Quoted text:
ʿAbdallah ʿOdeh recounts that the ancestors of the ʿOdeh family settled in Kababir around the time of the Crimean War, i.e. during the 1850s. The family consisted of the father ʿOdeh, his wife Safiyya, five sons and three daughters (another son died before the family arrived in Kababir). They came from the village of Niʿlin, near Ramallah. Their reason for leaving Niʿlin is unclear; one version maintains that the family had to leave due to blood feuds between clans affiliated with the Qays and Yaman factions.10 ʿOdeh was accused in four cases of murder and was forced to leave Niʿlin under a reconciliation agreement.

Several details in ʿOdeh’s biography support the plausibility of this version. It is said that ʿOdeh and his brother were orphaned and raised by a paternal aunt. The brother also died in childhood and young ʿOdeh remained as the only remnant of his nuclear family. This suggests that ʿOdeh did not have strong patrons to back him during times of conflict.11 If so, it is possible he was used as a scapegoat in the strife and received the punishment for others. Another possible explanation for the departure from Niʿlin is that the father wanted to save his sons from military service.

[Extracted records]
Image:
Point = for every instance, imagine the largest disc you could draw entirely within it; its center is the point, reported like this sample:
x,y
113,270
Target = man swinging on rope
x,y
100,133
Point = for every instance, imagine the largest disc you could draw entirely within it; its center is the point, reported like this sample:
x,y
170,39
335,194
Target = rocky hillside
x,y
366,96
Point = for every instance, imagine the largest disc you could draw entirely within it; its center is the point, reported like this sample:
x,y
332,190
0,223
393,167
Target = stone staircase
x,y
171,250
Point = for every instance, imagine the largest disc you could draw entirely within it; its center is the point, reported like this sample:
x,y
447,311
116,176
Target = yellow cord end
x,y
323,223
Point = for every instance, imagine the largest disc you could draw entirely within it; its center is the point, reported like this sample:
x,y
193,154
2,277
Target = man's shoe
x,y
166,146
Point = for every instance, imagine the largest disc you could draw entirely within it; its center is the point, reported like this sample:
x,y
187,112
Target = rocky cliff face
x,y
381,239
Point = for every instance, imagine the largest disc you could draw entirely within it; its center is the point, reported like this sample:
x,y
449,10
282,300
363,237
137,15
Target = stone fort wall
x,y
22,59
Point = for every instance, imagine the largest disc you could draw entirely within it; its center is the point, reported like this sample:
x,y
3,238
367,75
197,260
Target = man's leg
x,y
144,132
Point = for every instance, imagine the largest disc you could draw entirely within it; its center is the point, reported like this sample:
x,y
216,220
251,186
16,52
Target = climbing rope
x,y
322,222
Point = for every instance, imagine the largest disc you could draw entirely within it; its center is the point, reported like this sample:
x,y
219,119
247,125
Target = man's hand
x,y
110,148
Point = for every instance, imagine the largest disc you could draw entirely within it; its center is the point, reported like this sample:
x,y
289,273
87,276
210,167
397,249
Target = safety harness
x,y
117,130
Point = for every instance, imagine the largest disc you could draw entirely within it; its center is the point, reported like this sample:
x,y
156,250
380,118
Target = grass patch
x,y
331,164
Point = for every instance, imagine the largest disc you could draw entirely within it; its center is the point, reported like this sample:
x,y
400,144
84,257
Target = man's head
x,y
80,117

To do:
Repeat word for word the stretch of the passage on the ʿOdeh family from "Several details in" through "from military service.". The records are standalone material, unrelated to the text above them.

Answer to this problem:
Several details in ʿOdeh’s biography support the plausibility of this version. It is said that ʿOdeh and his brother were orphaned and raised by a paternal aunt. The brother also died in childhood and young ʿOdeh remained as the only remnant of his nuclear family. This suggests that ʿOdeh did not have strong patrons to back him during times of conflict.11 If so, it is possible he was used as a scapegoat in the strife and received the punishment for others. Another possible explanation for the departure from Niʿlin is that the father wanted to save his sons from military service.